(Data excerpts)
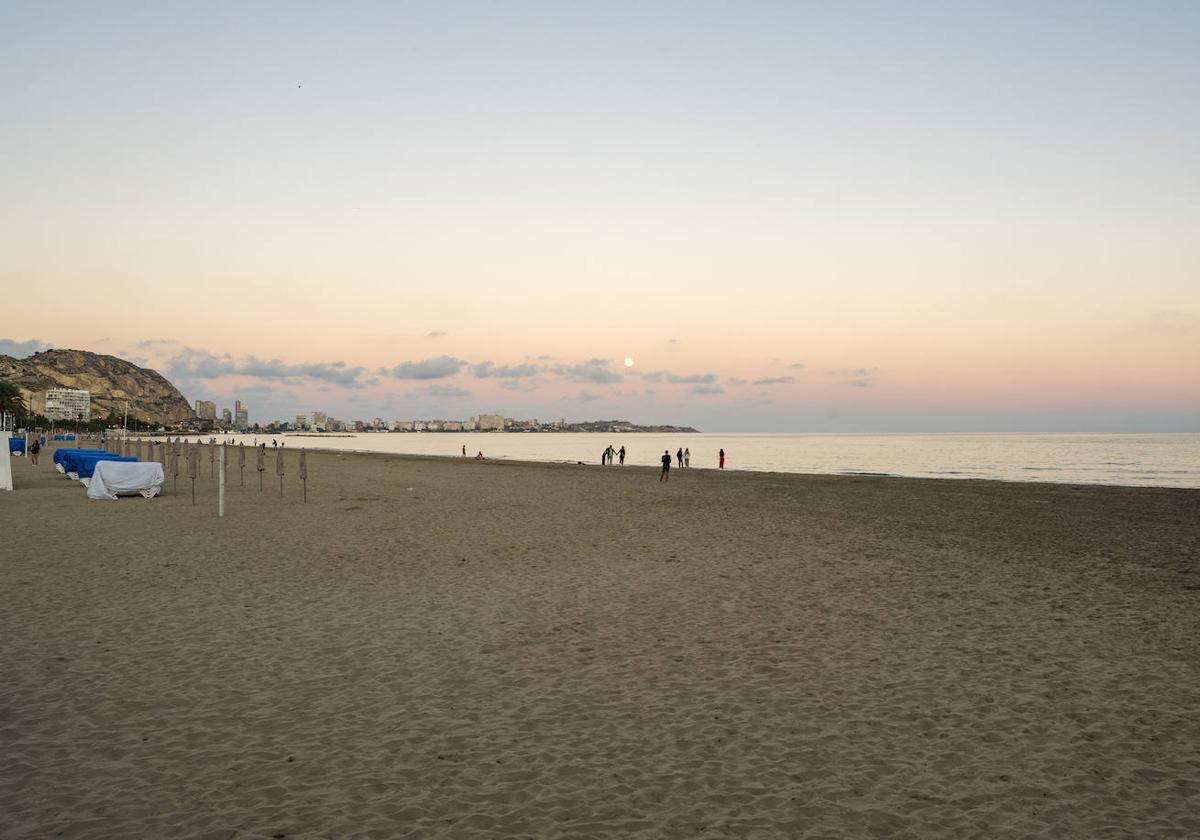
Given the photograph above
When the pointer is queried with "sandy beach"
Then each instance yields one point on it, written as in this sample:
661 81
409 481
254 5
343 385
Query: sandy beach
442 648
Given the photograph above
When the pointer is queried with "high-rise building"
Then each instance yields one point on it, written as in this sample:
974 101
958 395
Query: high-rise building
66 403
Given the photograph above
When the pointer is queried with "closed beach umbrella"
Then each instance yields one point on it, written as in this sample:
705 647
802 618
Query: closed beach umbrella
193 467
304 473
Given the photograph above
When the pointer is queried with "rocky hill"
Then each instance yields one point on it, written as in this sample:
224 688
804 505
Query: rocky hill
112 382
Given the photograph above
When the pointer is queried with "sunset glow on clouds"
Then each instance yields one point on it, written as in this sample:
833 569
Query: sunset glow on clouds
791 221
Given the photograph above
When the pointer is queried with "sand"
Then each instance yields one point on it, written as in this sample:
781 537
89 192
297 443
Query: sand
438 648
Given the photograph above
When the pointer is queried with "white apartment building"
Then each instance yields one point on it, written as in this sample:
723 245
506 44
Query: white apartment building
66 403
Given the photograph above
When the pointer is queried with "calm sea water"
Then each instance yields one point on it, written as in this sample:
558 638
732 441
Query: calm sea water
1137 460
(End Data excerpts)
» **Requirement**: From the first line to the last, repeat the data above exactly and leave the pictures out.

» **Exercise solution**:
Given the photograph above
When the pointer is queried with "sandy beach"
Then each instance yields one point on it, written as in this sample:
661 81
409 481
254 5
343 385
Query: sandy beach
442 648
Given the photograph above
When the pointer is queried with "high-rise building"
Then each instance yields one point on it, written as in this sample:
974 101
958 395
Query: high-rise building
66 403
Given the photograph above
When the pointer is queried with "closed beach umbrella"
Then each instance yields one point on it, written as in this sample:
705 647
802 618
Query: closed beach umbrella
193 467
304 473
Given the photograph above
When the pointer is queried with "rocky hill"
Then each instance yields one point on it, written as in this sample:
224 688
804 505
Query: rocky hill
112 382
Given the photograph above
When the pointer is queried with "sunset glow on clouds"
Then each instance yields one point on it, written as in this sample:
833 569
Query: sunset glow on clouds
791 221
Given the photograph above
When the pointer is queried with "sand"
Then each instance yields one point on it, written as in this sample:
781 537
89 192
297 443
Query: sand
438 648
Given the photograph above
When the pointer is queried with "white apartment building"
Then each instance yields one point on it, written as in this sample:
723 245
506 44
Query: white apartment building
66 403
Given the photograph above
When the pointer is queried with "calm sea water"
Then each instance yields one point on it, written as in this sample:
558 638
732 441
Query: calm sea water
1137 460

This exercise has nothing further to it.